** Written task a **
In the entries, take the part that opens with the line containing "For the site audit, find each instance of the tree" and runs through the end of the entries, and write it out again with "site audit" switched to "field survey" and nothing else changed.

Now that the inevitable has come to pass, now that the armaments have been put to the use for which they were always intended, and the tale of battle is too terrible to be told, press and pulpit are calling Christianity to account for its failure to preserve peace. Ethical societies are reminding us, with something which sounds like elation, that they have long pointed out "the relaxed hold of doctrine on the minds of the educated classes." How they love that phrase, "educated classes," and what, one wonders, do they mean by it? A Jewish rabbi, speaking in Carnegie hall, laments, or rejoices—it is hard to tell which—that Christian Churches are not taken, and do not take themselves, seriously. Able editors comment in military language upon the inability of religious forces to "mobilize" rapidly and effectively in the interests of peace, and turn out neat phrases like "anti-Christian Christendom," which are very effective in editorials. Popular preachers, too broad-minded to submit to clerical authority, deliver "syndicated sermons," denouncing the "creeds of the Dark Ages," which still, in these electricity-lighted days, pander to war. Worse than all, troubled men, seeing the world suddenly bereft of justice and of mercy, lose courage, and whisper in the silence of their own sad hearts, "There is no God."

** Written task b **
In the passage on war and Christianity, why do troubled men whisper "There is no God"?

** Exercise inputs **
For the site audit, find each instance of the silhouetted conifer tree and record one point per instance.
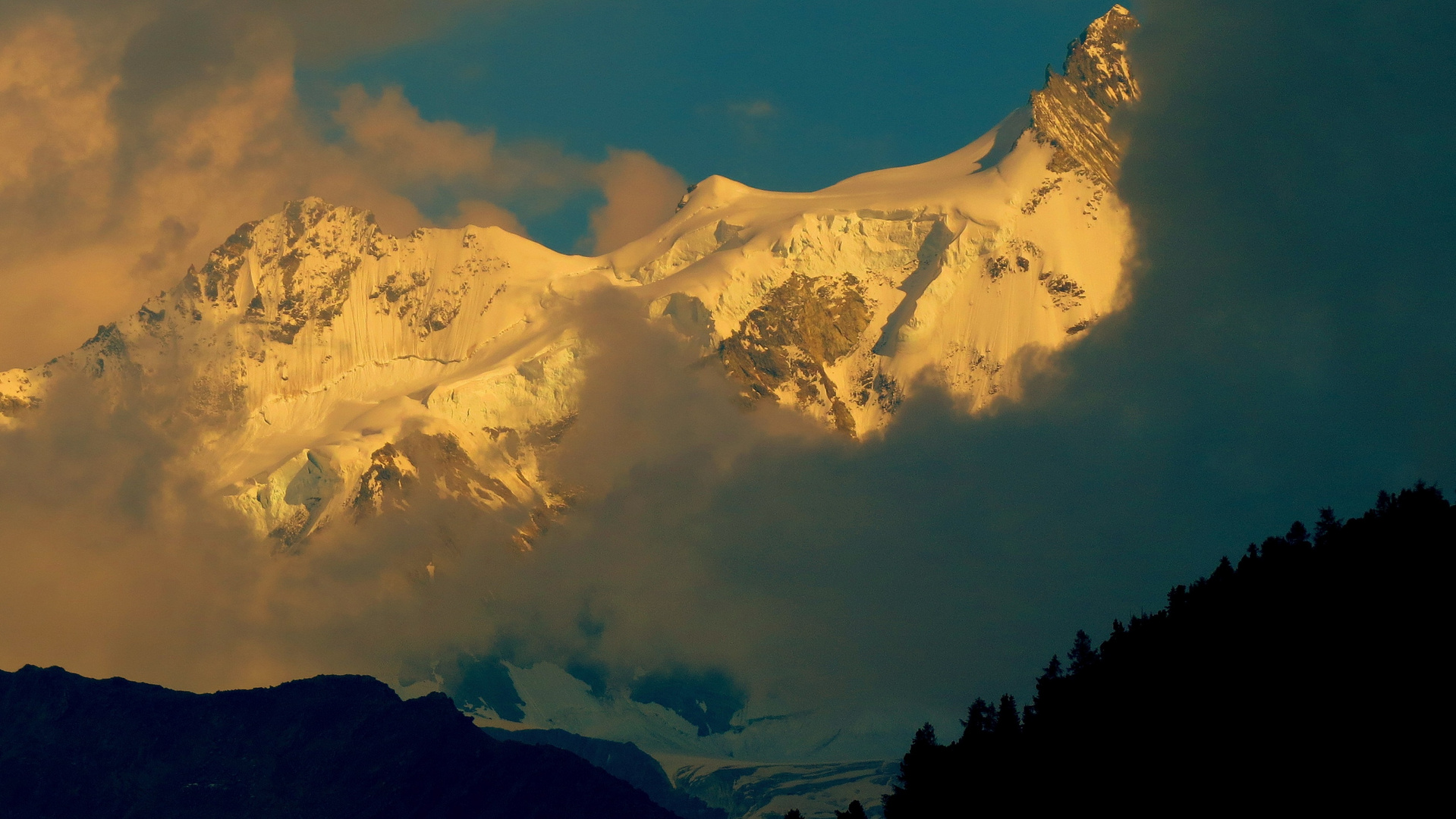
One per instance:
(1184, 697)
(1082, 654)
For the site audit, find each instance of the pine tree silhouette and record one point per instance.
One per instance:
(1237, 693)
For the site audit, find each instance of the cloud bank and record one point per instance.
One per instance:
(1288, 342)
(134, 137)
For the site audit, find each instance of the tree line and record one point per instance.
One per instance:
(1303, 676)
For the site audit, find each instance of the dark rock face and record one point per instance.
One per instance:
(1074, 111)
(624, 761)
(319, 748)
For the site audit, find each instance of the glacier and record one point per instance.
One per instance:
(338, 373)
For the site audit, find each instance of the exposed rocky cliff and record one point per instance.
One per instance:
(338, 373)
(318, 748)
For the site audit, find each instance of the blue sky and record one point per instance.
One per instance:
(782, 95)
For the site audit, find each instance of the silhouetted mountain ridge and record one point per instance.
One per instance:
(319, 748)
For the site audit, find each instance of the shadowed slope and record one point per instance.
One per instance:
(319, 748)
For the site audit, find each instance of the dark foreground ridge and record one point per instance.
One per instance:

** Final answer a **
For the field survey, find each instance of the tree line and record one point per instance.
One per instance:
(1303, 676)
For the field survey, find each instance of the dark rock face and record one point per instance.
One per instance:
(1074, 111)
(624, 761)
(319, 748)
For the field survey, find each instance of the glacier and record one point per instance.
One per instance:
(338, 373)
For the field survey, find each instance of the exposed rocky cliff and record one point per instance.
One per instance:
(338, 373)
(318, 748)
For the field survey, find each instance of the blue sky and record one point per instance.
One per instance:
(782, 95)
For the field survey, find each instance of the silhouetted mountain ridge and record one point per instance.
One per instance:
(319, 748)
For the field survey, find each instance of the shadowed slope and record one point per instance.
One per instance:
(319, 748)
For the field survey, find each instance of the dark foreground ridge and record one point per instance.
One per instance:

** Final answer b **
They see the world suddenly bereft of justice and mercy, and they lose courage. So in the silence of their own sad hearts they whisper that there is no God.